> TASK LIST:
(a) Using the text about the 44th Binibining Pilipinas pageant, answer these:
(i) In which venue was the event held?
(ii) Who crowned Margaret Wilson?
(iii) Who was named 2nd Runner-Up?
(b) Write out the part of the text about the 44th Binibining Pilipinas pageant from "44th Binibining Pilipinas" to "named 2nd Runner-Up.", word for word.

> TEXT EXCERPT:
━━━

44th Binibining Pilipinas pageant

Binibining Pilipinas 2007 was the 44th edition of Binibining Pilipinas. It took place at the Smart Araneta Coliseum in Quezon City, Metro Manila, Philippines on March 3, 2007.

At the end of the event, Lia Andrea Ramos crowned Anna Theresa Licaros as Binibining Pilipinas Universe 2007, Anna Maris Igpit crowned Margaret Wilson as Binibining Pilipinas World 2007, and Denille Lou Valmonte crowned Nadia Lee Cien Shami as Binibining Pilipinas International 2007. Liezel Verses was named First Runner-Up and Abigail Lesley Cruz was named 2nd Runner-Up.

━━━

> THE DATA:
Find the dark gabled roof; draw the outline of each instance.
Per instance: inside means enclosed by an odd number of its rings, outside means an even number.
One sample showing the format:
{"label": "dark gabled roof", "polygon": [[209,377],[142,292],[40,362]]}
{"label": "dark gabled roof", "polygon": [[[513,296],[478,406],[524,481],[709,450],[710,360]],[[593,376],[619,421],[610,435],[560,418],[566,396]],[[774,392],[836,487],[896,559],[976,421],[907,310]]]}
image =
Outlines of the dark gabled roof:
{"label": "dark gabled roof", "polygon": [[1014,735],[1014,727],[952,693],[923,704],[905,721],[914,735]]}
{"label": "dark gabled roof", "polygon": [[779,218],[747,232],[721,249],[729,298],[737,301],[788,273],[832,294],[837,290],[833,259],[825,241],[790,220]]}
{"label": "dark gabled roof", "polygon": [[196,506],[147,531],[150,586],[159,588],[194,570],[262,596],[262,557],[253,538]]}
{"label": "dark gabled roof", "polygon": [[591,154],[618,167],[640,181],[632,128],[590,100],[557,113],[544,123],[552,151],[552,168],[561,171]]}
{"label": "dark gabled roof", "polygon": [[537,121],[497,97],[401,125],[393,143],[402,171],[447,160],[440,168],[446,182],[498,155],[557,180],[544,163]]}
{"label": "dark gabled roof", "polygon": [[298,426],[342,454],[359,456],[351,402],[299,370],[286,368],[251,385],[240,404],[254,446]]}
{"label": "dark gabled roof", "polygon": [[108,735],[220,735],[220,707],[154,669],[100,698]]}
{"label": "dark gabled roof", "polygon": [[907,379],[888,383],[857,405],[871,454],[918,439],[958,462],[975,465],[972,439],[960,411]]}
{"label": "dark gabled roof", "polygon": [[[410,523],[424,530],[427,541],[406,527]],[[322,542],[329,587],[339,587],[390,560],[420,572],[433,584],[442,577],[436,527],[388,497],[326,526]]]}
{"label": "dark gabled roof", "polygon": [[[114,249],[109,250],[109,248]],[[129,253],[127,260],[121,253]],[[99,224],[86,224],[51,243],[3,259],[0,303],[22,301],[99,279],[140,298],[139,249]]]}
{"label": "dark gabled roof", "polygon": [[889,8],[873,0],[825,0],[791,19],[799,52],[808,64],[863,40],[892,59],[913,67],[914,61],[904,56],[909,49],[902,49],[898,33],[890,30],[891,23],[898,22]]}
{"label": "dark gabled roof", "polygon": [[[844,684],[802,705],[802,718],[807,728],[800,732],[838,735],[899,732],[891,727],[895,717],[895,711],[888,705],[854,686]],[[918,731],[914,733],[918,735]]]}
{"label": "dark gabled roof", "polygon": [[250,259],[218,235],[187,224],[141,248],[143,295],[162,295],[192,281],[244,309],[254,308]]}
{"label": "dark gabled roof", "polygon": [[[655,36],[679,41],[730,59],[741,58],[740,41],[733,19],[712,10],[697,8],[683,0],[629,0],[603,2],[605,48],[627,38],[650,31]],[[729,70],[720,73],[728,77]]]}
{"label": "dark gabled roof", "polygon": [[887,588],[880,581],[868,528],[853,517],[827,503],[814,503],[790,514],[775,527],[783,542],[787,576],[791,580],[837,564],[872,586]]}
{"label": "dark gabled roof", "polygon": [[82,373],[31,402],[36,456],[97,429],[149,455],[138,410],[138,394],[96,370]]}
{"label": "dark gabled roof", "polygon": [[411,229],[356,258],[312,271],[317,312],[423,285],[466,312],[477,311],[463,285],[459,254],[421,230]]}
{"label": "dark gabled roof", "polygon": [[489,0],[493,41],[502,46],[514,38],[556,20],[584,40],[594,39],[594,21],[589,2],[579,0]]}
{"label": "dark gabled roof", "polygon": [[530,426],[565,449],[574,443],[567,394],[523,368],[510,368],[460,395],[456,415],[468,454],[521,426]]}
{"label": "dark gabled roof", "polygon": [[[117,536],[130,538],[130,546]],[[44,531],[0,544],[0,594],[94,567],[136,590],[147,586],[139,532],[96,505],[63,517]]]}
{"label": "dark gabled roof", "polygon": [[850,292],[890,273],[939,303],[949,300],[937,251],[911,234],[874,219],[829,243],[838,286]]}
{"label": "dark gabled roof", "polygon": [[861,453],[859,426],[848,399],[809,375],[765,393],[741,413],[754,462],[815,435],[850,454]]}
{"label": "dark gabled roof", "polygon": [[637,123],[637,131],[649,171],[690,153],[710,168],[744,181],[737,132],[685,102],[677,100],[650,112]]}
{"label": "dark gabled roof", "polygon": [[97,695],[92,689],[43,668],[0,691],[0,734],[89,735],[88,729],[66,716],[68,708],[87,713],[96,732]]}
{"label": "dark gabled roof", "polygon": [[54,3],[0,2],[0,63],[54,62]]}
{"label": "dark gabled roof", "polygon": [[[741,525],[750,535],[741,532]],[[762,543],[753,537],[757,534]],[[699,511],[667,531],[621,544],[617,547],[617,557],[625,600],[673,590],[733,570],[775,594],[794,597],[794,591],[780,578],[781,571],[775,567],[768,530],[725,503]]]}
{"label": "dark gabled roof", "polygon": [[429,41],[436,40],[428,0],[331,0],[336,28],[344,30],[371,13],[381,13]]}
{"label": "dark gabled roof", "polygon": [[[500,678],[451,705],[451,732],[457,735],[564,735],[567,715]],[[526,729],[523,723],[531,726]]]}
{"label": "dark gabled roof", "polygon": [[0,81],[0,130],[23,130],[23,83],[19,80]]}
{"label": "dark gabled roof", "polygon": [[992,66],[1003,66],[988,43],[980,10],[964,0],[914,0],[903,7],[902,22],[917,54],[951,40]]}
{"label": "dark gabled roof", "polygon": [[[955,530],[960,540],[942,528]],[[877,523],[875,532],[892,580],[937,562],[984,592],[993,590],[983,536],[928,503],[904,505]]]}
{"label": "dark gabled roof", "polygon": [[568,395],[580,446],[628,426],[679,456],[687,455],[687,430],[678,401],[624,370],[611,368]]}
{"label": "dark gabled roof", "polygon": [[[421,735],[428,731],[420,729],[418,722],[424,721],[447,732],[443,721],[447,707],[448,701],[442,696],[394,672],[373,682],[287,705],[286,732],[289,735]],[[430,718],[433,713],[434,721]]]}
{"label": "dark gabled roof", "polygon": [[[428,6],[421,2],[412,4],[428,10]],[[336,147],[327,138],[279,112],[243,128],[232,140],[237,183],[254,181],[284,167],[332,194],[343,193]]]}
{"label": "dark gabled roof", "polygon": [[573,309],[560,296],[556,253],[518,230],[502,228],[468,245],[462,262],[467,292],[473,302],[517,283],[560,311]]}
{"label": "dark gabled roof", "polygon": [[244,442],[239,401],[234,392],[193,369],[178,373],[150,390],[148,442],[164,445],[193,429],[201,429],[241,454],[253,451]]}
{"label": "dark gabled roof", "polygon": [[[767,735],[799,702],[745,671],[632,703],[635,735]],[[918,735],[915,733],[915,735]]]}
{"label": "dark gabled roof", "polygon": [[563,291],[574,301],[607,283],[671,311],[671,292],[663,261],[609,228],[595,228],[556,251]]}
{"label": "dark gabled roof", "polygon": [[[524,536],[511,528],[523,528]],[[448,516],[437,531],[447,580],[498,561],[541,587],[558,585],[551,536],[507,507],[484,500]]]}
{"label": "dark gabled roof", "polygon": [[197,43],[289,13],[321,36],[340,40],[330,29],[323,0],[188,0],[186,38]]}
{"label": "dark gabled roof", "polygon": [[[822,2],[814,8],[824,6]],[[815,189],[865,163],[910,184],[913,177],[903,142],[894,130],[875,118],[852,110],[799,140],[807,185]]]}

━━━

> ANSWERS TO THE PROBLEMS:
(a)
(i) The Smart Araneta Coliseum in Quezon City, Metro Manila, Philippines.
(ii) Anna Maris Igpit.
(iii) Abigail Lesley Cruz.

(b)
44th Binibining Pilipinas pageant

Binibining Pilipinas 2007 was the 44th edition of Binibining Pilipinas. It took place at the Smart Araneta Coliseum in Quezon City, Metro Manila, Philippines on March 3, 2007.

At the end of the event, Lia Andrea Ramos crowned Anna Theresa Licaros as Binibining Pilipinas Universe 2007, Anna Maris Igpit crowned Margaret Wilson as Binibining Pilipinas World 2007, and Denille Lou Valmonte crowned Nadia Lee Cien Shami as Binibining Pilipinas International 2007. Liezel Verses was named First Runner-Up and Abigail Lesley Cruz was named 2nd Runner-Up.